- **Exercise tasks**
1 > Put this sentence from the school meals article into Spanish: "CEP is a non-pricing meal service option for schools and school districts in low-income areas."
2 > Pick up the article about free school meals in Paris 95 after its last sentence and keep writing it.

- **Excerpted text**
>> begin
Students attending Paris Union School District 95 schools in the 2020-2021 school year will once again have access to free breakfasts and lunches, thanks to action by the Paris 95 school board during …
Students attending Paris Union School District 95 schools in the 2020-2021 school year will once again have access to free breakfasts and lunches, thanks to action by the Paris 95 school board during its May meeting Monday, May 11.
The board unanimously approved a recommendation from Paris 95 Superintendent of Schools Jeremy Larson to continue the Community Eligibility Provision (CEP) program for the 2020-2021 school year. The school board voted to offer the program for the 2019-2020 school year as a pilot program.
CEP is a non-pricing meal service option for schools and school districts in low-income areas. CEP allows the nation's highest poverty schools and districts to serve breakfast and lunch at no cost to all enrolled students without collecting household applications.
>> end
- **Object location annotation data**
>> begin
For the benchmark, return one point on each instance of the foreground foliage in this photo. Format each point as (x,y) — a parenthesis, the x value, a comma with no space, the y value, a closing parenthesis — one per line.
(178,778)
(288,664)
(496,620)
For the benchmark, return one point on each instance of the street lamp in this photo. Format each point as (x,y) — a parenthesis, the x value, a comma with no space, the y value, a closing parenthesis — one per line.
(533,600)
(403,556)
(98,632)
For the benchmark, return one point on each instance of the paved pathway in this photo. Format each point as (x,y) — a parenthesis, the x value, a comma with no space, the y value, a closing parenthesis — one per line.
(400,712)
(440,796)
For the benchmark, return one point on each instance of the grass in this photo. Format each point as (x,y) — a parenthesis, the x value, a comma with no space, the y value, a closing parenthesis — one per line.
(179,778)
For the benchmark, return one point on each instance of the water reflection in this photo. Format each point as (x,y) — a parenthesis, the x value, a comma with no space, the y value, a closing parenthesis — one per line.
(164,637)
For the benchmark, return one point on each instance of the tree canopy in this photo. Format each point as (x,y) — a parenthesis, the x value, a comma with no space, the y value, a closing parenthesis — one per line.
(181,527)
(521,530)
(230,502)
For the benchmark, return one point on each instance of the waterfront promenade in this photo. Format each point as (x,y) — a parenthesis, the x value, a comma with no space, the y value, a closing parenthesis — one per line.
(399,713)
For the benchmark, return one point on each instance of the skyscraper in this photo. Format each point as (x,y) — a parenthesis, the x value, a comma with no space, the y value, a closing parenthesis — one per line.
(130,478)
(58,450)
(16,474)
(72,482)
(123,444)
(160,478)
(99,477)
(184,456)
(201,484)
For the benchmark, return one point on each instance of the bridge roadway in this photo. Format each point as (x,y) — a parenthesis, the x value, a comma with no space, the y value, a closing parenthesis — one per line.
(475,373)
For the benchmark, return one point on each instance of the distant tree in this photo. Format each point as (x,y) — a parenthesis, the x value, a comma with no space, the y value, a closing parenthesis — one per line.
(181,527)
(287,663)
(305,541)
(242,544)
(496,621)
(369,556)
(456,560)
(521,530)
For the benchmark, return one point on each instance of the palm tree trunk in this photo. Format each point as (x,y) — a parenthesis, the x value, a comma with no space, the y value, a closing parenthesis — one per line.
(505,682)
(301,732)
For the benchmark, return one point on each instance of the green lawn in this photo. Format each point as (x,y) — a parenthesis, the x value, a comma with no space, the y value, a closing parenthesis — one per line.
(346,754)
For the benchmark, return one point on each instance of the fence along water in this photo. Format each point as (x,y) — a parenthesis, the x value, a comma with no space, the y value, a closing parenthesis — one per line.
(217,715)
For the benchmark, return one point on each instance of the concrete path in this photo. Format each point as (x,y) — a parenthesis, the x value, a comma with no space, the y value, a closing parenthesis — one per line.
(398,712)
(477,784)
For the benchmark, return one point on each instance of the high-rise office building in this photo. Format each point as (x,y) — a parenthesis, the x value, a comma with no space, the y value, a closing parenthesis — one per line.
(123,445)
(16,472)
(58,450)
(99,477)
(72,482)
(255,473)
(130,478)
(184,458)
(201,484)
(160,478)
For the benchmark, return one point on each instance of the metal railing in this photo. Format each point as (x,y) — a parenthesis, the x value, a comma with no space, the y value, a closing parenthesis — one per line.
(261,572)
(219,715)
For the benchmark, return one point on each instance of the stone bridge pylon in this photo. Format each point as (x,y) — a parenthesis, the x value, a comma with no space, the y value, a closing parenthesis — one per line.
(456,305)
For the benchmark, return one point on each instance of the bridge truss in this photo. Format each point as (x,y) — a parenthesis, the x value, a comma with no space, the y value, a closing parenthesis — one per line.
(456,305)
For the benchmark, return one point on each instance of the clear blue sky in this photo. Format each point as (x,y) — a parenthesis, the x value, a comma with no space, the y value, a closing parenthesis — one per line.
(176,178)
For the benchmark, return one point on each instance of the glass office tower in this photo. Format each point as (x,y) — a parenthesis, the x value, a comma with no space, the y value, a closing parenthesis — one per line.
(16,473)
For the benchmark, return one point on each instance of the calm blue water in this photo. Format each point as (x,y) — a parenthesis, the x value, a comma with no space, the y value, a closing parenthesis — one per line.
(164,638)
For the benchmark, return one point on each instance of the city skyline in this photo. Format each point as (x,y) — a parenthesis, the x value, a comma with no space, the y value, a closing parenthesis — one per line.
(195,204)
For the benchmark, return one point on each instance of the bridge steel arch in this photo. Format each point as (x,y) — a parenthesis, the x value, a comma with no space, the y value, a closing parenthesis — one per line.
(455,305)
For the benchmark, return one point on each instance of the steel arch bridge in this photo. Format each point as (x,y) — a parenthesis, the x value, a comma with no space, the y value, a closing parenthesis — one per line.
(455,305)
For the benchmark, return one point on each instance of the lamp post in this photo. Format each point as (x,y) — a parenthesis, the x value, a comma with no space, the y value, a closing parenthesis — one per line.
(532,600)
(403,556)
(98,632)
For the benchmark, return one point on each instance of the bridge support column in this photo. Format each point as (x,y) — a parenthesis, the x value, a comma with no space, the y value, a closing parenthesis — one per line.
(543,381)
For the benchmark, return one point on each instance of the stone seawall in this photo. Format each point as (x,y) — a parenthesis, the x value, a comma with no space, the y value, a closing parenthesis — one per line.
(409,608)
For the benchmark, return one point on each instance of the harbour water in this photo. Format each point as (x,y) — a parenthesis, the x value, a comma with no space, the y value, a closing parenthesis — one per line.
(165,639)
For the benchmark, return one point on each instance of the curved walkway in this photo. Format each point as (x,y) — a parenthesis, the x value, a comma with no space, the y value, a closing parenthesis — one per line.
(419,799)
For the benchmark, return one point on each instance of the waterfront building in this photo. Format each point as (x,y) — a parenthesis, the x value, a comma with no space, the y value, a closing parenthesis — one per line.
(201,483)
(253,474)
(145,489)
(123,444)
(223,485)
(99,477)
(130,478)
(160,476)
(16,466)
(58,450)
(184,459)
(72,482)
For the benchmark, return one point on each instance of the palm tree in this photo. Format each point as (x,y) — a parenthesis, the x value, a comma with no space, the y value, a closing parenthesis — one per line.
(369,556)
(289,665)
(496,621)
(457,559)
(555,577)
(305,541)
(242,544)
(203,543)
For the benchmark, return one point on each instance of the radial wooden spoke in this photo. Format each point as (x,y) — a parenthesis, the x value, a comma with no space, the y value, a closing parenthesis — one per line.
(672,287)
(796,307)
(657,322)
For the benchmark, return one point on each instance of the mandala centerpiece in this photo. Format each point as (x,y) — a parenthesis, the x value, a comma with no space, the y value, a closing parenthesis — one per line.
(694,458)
>> end
- **Task-by-task answers**
1 > El CEP es una opción de servicio de comidas sin cobro para escuelas y distritos escolares en zonas de bajos ingresos.

2 >
Larson reported the school lunch program is currently running a deficit of $46,125.90 but emphasized not all the revenue for the program has been collected. When schools were ordered to move to e-learning on March 17, the USDA switched districts participating in the CEP to the summer lunch program.
“This was a very popular program for our district families,” Larson said. Although the district’s lunch program prior to joining the USDA’s CEP program usually was close to breaking even, the superintendent noted, “We are feeding a whole lot more people than just our students.”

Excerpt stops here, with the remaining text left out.